__PASSAGE__:
-=-=-=-=-
The USA PATRIOT Act (Patriot Act) was established after September 11, 2001 (9/11) when terrorists attacked the United States. The Patriot Act has raised many concerns about whether it infringes on the civil liberties of the people of this nation. Looking back in history, our past presidents developed laws that were the stepping stone for the ideas that created the Patriot Act. The government’s job is to protect the people, but it has a larger job which is to protect the nation. This has raised many issues involving the Patriot Act and whether or not it is more detrimental to us than it is helpful. In relation to the Patriot Act and how it deprives those accused under it of Constitutional rights, the American people should be concerned with how much power our government has when developing laws governing our civil liberties.

On September 11, 2001 the United States (US) experienced the unthinkable when terrorists attacked the country on its own soil. This was a serious eye opener or should I say reality check for the US. The US has some of the most sophisticated counter intelligence in the world but was unable to prevent such a tragedy. Why didn’t they see it coming? A lot of thing would be different today if that question could half been answered prior to 9/11.

On September 19, 2001 after the terrorist attack on the United States, Attorney General Ashcroft presented Congress with a list of new and amended statutes. Patrick Leahy (D-VT), James Sensenbrenner (R-WI) and others introduced their own versions of the bill (S. 1510 & .R.2975). H.R. 2975 was introduced on October 2, 2001, and it passed the House on October 12, 2001. S. 1510 was introduced on October 4, 2001, and the Senate passed the bill on October 11, 2001. The final bill, H.R. 3162, was introduced in the House on October 23, 2001, and it passed the next day. The bill passed the Senate on October 25, 2001, and was signed by President George W. Bush on October 26, 2001 Lemieux, M. (n.d.). History of the USA Patriot Act. Retrieved April 9, 2011, from //

This act was compiled from two documents, the Provide Appropriate Tools Required to Intercept and Obstruct Terrorism (PATRIOT) from the House of Representatives (House) and the Uniting and Strengthening American (USA) Act from the Senate, was merged together creating the Patriot Act. According to Lemieux, previous developed laws created by previous presidents to resolve conflicts were similar to the Patriot Act they just had different names Lemieux, M. (n.d.). History of the USA Patriot Act. Retrieved April 9, 2011, from // The Aliens and Sedition Act of 1798 was developed during the war with France because the US was afraid for the country and the people and wanted to make sure the enemy did not sleep amongst us. With this power the president was able to have anyone that was believed to be a threat to the government would be arrested and deported. During the Civil War the president suspended Habeas Corpus for the safety benefits of the nation, giving the government the power to imprison someone without sufficient evidence. During World War II, the President ordered over 10,000 American citizens that had not shown any disloyalty to the United States into confinement camps because they were of Japanese descent Lemieux, M. (n.d.). History of the USA Patriot Act. Retrieved April 9, 2011, from // These are the stepping stone behind the development of the Patriot Act.
-=-=-=-=-
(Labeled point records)
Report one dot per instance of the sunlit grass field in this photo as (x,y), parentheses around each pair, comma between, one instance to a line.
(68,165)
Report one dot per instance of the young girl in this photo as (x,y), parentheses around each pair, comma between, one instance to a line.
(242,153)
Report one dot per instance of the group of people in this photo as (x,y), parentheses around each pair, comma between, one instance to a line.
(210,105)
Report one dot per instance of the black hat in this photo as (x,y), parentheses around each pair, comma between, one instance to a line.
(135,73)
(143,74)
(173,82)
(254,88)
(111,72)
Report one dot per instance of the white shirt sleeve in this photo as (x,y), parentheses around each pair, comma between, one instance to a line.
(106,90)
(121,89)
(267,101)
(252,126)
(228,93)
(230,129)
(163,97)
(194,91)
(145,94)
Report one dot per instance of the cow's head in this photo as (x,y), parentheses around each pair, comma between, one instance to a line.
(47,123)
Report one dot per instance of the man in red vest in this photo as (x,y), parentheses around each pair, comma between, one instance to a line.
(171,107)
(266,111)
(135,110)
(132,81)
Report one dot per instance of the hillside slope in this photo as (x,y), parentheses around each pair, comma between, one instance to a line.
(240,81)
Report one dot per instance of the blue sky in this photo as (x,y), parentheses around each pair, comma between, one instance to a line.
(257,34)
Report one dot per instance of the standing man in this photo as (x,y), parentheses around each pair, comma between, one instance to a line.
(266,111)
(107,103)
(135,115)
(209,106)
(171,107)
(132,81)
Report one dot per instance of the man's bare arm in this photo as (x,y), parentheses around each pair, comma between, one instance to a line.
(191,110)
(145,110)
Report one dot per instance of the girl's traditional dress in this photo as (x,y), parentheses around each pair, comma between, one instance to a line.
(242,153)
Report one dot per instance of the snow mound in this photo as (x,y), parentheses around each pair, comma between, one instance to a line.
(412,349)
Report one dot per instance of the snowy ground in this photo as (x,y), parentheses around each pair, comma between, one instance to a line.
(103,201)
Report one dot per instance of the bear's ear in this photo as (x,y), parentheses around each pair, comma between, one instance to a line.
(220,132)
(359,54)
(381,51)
-=-=-=-=-
__YOUR TASKS__:
A. Write out the Patriot Act passage word for word between "The USA PATRIOT Act (Patriot" and "our civil liberties.", inclusive.
B. Write what comes next in the Patriot Act passage, starting after its final sentence.

__ANSWERS TO EACH TASK__:
A.
The USA PATRIOT Act (Patriot Act) was established after September 11, 2001 (9/11) when terrorists attacked the United States. The Patriot Act has raised many concerns about whether it infringes on the civil liberties of the people of this nation. Looking back in history, our past presidents developed laws that were the stepping stone for the ideas that created the Patriot Act. The government’s job is to protect the people, but it has a larger job which is to protect the nation. This has raised many issues involving the Patriot Act and whether or not it is more detrimental to us than it is helpful. In relation to the Patriot Act and how it deprives those accused under it of Constitutional rights, the American people should be concerned with how much power our government has when developing laws governing our civil liberties.

B.
The Patriot Act came into existence as a response to the tragic events of 9/11. The bill that would come to be known as the Patriot Act was introduced to Congress just days after 9/11. It was revised because of concerns from many congressmen that the bill allowed for too broad of a scope of power to federal authorities. Eventually after the bill was revised and reintroduced, Congress passed it with little opposition on October 26, 2001. Senator Russell Feingold (D-WI), would up being the only senator to vote against the Patriot Act. Even though the Patriot Act did not come into existence until after 9/11, it does have roots in earlier legislation. On April 25, 1996, President Clinton signed the Antiterrorism and Effective Death Penalty Act into law. The bill for this law was introduced after the Oklahoma City Bombing. The major provision of the act made it illegal to provide “material support” to any organization banned by the State Department. The bill was greatly criticized by Republicans for granting too much power to authorities. The bill had to undergo major modifications before it was passed in 1996. The bill that ended up becoming law was said to be a “watered down version” of the original that President Clinton wanted passed. Strangely enough, it was this act that was broadened and revamped to create the Patriot Act (Creative Commons, n.d.).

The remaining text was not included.